▸ What the task asks
Reproduce the records below exactly, leaving out any pictures.

▸ Input data
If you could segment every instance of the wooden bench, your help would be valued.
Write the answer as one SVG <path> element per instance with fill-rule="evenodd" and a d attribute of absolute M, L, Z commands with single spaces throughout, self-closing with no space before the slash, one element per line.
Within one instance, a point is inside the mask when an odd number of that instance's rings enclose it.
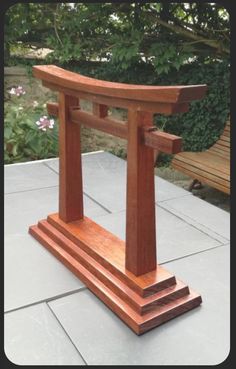
<path fill-rule="evenodd" d="M 181 152 L 172 167 L 227 194 L 230 193 L 230 121 L 216 143 L 203 152 Z"/>

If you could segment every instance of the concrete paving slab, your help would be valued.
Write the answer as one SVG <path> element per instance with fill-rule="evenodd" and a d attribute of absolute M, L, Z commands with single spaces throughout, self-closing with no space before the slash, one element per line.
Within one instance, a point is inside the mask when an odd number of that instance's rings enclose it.
<path fill-rule="evenodd" d="M 217 365 L 229 353 L 229 247 L 166 264 L 202 306 L 136 336 L 90 291 L 49 303 L 89 365 Z"/>
<path fill-rule="evenodd" d="M 161 207 L 171 211 L 203 232 L 225 242 L 230 240 L 230 214 L 195 196 L 167 200 Z M 222 240 L 223 241 L 223 240 Z"/>
<path fill-rule="evenodd" d="M 41 163 L 4 166 L 4 192 L 14 193 L 58 185 L 58 175 Z"/>
<path fill-rule="evenodd" d="M 5 234 L 28 233 L 30 225 L 46 218 L 48 214 L 58 212 L 58 198 L 58 187 L 5 195 Z M 91 218 L 108 214 L 86 195 L 84 195 L 84 211 Z"/>
<path fill-rule="evenodd" d="M 48 167 L 59 172 L 58 162 L 46 162 Z M 117 212 L 126 208 L 126 161 L 108 152 L 82 156 L 84 192 L 101 205 Z M 192 196 L 172 183 L 155 176 L 157 202 Z"/>
<path fill-rule="evenodd" d="M 125 240 L 125 211 L 94 218 L 95 222 Z M 221 243 L 189 225 L 174 214 L 156 206 L 156 242 L 158 263 L 167 262 Z"/>
<path fill-rule="evenodd" d="M 4 341 L 17 365 L 85 365 L 45 303 L 5 314 Z"/>
<path fill-rule="evenodd" d="M 104 152 L 82 157 L 86 215 L 124 239 L 126 162 Z M 5 326 L 11 361 L 83 365 L 73 344 L 90 365 L 216 365 L 227 357 L 227 212 L 155 177 L 158 261 L 200 292 L 203 304 L 137 337 L 27 233 L 30 224 L 58 210 L 58 159 L 5 171 Z"/>
<path fill-rule="evenodd" d="M 83 283 L 29 234 L 5 236 L 5 311 L 83 288 Z"/>

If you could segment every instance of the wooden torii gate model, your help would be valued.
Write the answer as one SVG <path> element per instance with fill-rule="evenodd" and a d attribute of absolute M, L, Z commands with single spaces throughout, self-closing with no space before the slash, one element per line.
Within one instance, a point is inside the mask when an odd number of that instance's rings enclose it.
<path fill-rule="evenodd" d="M 188 111 L 206 85 L 113 83 L 54 65 L 34 66 L 33 73 L 59 92 L 58 104 L 47 104 L 60 122 L 59 212 L 31 226 L 30 234 L 137 334 L 198 306 L 201 296 L 156 261 L 154 151 L 177 153 L 181 138 L 158 131 L 152 118 Z M 91 101 L 93 112 L 83 111 L 79 99 Z M 127 109 L 127 122 L 109 118 L 108 107 Z M 84 215 L 81 124 L 127 140 L 125 242 Z"/>

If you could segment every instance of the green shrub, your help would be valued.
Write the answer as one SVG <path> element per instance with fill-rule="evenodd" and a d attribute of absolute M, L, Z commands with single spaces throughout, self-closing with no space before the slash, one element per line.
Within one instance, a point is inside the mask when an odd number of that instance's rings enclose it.
<path fill-rule="evenodd" d="M 163 80 L 161 81 L 163 82 Z M 164 130 L 183 138 L 183 149 L 202 151 L 220 136 L 230 114 L 230 70 L 227 60 L 182 67 L 180 73 L 168 76 L 165 84 L 206 84 L 206 96 L 190 104 L 189 111 L 170 117 L 156 116 Z"/>
<path fill-rule="evenodd" d="M 59 65 L 59 64 L 58 64 Z M 134 63 L 126 73 L 118 72 L 112 63 L 61 64 L 63 68 L 110 81 L 146 85 L 207 84 L 201 101 L 190 104 L 187 113 L 164 116 L 156 114 L 155 124 L 162 130 L 183 138 L 183 149 L 201 151 L 219 137 L 230 111 L 230 70 L 227 60 L 210 63 L 193 62 L 178 73 L 158 76 L 150 64 Z M 45 101 L 46 102 L 46 101 Z M 22 109 L 19 109 L 21 103 Z M 37 107 L 23 97 L 11 96 L 5 103 L 5 162 L 42 159 L 58 154 L 57 127 L 42 132 L 35 122 L 45 114 L 43 103 Z M 171 156 L 162 154 L 159 164 L 168 165 Z"/>
<path fill-rule="evenodd" d="M 223 130 L 230 112 L 229 61 L 186 64 L 179 72 L 157 75 L 150 64 L 137 63 L 121 73 L 112 63 L 64 64 L 64 68 L 109 81 L 145 85 L 206 84 L 206 96 L 194 101 L 184 114 L 165 116 L 156 114 L 155 124 L 166 132 L 183 138 L 183 149 L 202 151 L 210 147 Z M 165 161 L 167 159 L 165 158 Z"/>
<path fill-rule="evenodd" d="M 5 101 L 4 162 L 10 164 L 58 155 L 58 127 L 40 129 L 36 124 L 45 115 L 45 104 L 29 103 L 23 96 Z"/>

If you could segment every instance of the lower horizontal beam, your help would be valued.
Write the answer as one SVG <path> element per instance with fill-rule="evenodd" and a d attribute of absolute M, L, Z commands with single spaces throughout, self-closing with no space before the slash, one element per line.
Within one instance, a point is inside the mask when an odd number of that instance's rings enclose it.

▸ Task answer
If you could segment every instance of the wooden bench, your help would be valued.
Write the answer as one SVG <path> element per instance with fill-rule="evenodd" and a d attribute of absolute M, L, Z commands with single spaces throughout, self-closing with no space before the slash, one element per line.
Within one instance, a point is inside the mask when an odd number of that instance's rings enclose it.
<path fill-rule="evenodd" d="M 181 152 L 172 167 L 227 194 L 230 193 L 230 121 L 216 143 L 203 152 Z"/>

If you could segment every instance of the concrete paving slab, your help would be valued.
Write the answer as one SVG <path> element per instance with fill-rule="evenodd" and a d attribute of absolute M, L, Z commands with single spaces throughout, self-closing with no space before the slash, one element per line.
Within one instance, a point is inside the mask when an odd number of that instance's rings enclose it.
<path fill-rule="evenodd" d="M 217 365 L 229 353 L 229 247 L 166 264 L 202 306 L 136 336 L 90 291 L 49 303 L 89 365 Z"/>
<path fill-rule="evenodd" d="M 161 207 L 171 211 L 203 232 L 225 242 L 230 240 L 230 214 L 195 196 L 167 200 Z M 222 240 L 223 241 L 223 240 Z"/>
<path fill-rule="evenodd" d="M 41 163 L 4 166 L 4 192 L 14 193 L 58 185 L 58 175 Z"/>
<path fill-rule="evenodd" d="M 5 234 L 28 233 L 30 225 L 46 218 L 48 214 L 58 212 L 58 198 L 58 187 L 5 195 Z M 91 218 L 108 214 L 86 195 L 84 195 L 84 211 Z"/>
<path fill-rule="evenodd" d="M 48 167 L 59 172 L 58 162 L 46 162 Z M 117 212 L 126 208 L 126 161 L 108 152 L 82 156 L 84 192 L 101 205 Z M 192 196 L 172 183 L 155 176 L 157 202 Z"/>
<path fill-rule="evenodd" d="M 125 240 L 125 211 L 94 218 L 95 222 Z M 221 243 L 189 225 L 174 214 L 156 206 L 156 242 L 158 263 L 167 262 Z"/>
<path fill-rule="evenodd" d="M 4 341 L 17 365 L 85 365 L 45 303 L 5 314 Z"/>
<path fill-rule="evenodd" d="M 104 152 L 82 157 L 86 215 L 124 239 L 126 162 Z M 5 326 L 11 361 L 83 365 L 73 344 L 90 365 L 216 365 L 227 357 L 227 212 L 155 177 L 158 261 L 200 292 L 203 304 L 137 337 L 27 233 L 30 224 L 58 210 L 58 159 L 5 171 Z"/>
<path fill-rule="evenodd" d="M 83 283 L 29 234 L 5 236 L 5 311 L 83 288 Z"/>

If you could segment every instance of the wooden torii gate model, your help would be valued.
Write the answer as one SVG <path> element per instance with fill-rule="evenodd" and a d attribute of absolute M, L, Z commands with single spaces throughout, self-closing with no space before the slash, one element per line.
Within one instance, a point is inside the mask when an odd number of that instance's rings enclose it.
<path fill-rule="evenodd" d="M 188 111 L 206 85 L 113 83 L 54 65 L 34 66 L 33 73 L 59 92 L 58 104 L 47 104 L 60 122 L 59 212 L 31 226 L 30 234 L 137 334 L 198 306 L 201 296 L 156 261 L 154 151 L 177 153 L 181 138 L 158 131 L 152 118 Z M 91 101 L 93 112 L 83 111 L 79 99 Z M 127 109 L 127 122 L 109 118 L 108 107 Z M 84 215 L 81 124 L 127 140 L 125 242 Z"/>

If you could segment every instance of the green shrub, your help would be valued.
Write the answer as one SVG <path> element per instance with fill-rule="evenodd" and a d attribute of absolute M, L, Z commands with single spaces throughout, self-closing with no space before the slash, one element per line.
Within one instance, a point is inside the mask when an odd number of that instance's rings enclose it.
<path fill-rule="evenodd" d="M 163 80 L 161 81 L 163 82 Z M 164 130 L 183 138 L 183 149 L 202 151 L 220 136 L 230 114 L 230 70 L 227 60 L 182 67 L 180 73 L 168 76 L 165 84 L 206 84 L 206 96 L 190 104 L 189 111 L 170 117 L 156 116 Z"/>
<path fill-rule="evenodd" d="M 59 65 L 59 64 L 58 64 Z M 134 63 L 126 73 L 118 72 L 112 63 L 61 64 L 63 68 L 110 81 L 146 85 L 207 84 L 201 101 L 190 104 L 187 113 L 164 116 L 156 114 L 155 124 L 162 130 L 183 138 L 183 149 L 201 151 L 219 137 L 230 111 L 230 70 L 227 60 L 210 63 L 193 62 L 178 73 L 158 76 L 150 64 Z M 45 101 L 46 102 L 46 101 Z M 22 109 L 19 109 L 21 103 Z M 37 107 L 23 97 L 11 96 L 5 103 L 5 162 L 42 159 L 58 154 L 57 127 L 42 132 L 35 122 L 45 114 L 43 103 Z M 171 156 L 162 154 L 159 164 L 168 165 Z"/>
<path fill-rule="evenodd" d="M 223 130 L 230 112 L 229 61 L 186 64 L 179 72 L 157 75 L 150 64 L 137 63 L 121 73 L 112 63 L 64 64 L 64 68 L 109 81 L 145 85 L 206 84 L 206 96 L 194 101 L 184 114 L 165 116 L 156 114 L 155 124 L 166 132 L 183 138 L 183 149 L 202 151 L 210 147 Z M 165 161 L 167 159 L 165 158 Z"/>
<path fill-rule="evenodd" d="M 5 101 L 4 162 L 10 164 L 58 155 L 58 127 L 40 129 L 36 124 L 45 115 L 45 104 L 29 103 L 23 96 Z"/>

If you could segment every instance of the lower horizontal beam, your help would be valued.
Write the answer as one SVG <path> element per instance with fill-rule="evenodd" and a d attribute of absolute M, L, Z commands with single spaces throughout, self-closing with no space before the slash, one element per line.
Within one instance, a point is inside the mask when an odd number of that instance's rings enclose it.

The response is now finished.